Set task: Arrange the lines of the material below as a numbered list, starting with the line containing "Where can the man's face" and ending with the last line of the material. Leave out any blank lines.

Data for this exercise:
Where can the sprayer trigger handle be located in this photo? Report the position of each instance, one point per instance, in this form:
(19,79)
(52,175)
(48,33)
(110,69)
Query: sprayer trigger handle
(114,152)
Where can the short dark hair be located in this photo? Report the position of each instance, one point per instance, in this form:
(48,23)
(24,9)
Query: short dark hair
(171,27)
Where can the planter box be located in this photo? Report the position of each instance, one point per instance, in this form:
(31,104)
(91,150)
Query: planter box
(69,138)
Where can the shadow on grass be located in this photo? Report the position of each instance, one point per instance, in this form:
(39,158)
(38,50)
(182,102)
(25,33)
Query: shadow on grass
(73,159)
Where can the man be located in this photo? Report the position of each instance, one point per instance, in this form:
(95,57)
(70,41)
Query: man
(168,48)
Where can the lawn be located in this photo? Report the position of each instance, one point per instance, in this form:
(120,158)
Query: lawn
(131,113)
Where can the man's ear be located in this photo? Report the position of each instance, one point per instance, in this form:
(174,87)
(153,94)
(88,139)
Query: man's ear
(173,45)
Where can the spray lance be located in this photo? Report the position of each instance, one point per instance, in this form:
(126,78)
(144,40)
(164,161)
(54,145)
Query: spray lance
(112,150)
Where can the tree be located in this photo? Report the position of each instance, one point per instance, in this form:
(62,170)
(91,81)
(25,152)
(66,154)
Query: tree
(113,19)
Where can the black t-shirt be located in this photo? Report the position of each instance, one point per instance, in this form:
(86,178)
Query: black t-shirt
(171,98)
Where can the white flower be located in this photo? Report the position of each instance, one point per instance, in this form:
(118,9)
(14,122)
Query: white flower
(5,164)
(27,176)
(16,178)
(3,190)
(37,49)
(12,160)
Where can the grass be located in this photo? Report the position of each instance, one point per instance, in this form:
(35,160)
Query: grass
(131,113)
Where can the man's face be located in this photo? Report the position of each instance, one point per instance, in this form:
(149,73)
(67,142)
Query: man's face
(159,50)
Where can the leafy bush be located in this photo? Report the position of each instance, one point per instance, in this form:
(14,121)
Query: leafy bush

Solution:
1. Where can the man's face be located in this photo? Report the position of each instance, one point per instance, in this form:
2. (149,73)
3. (67,142)
4. Query: man's face
5. (159,50)
6. Where can the leafy bush be located in this photo? Report the position of each instance, one point per instance, in this form:
7. (14,121)
8. Query: leafy bush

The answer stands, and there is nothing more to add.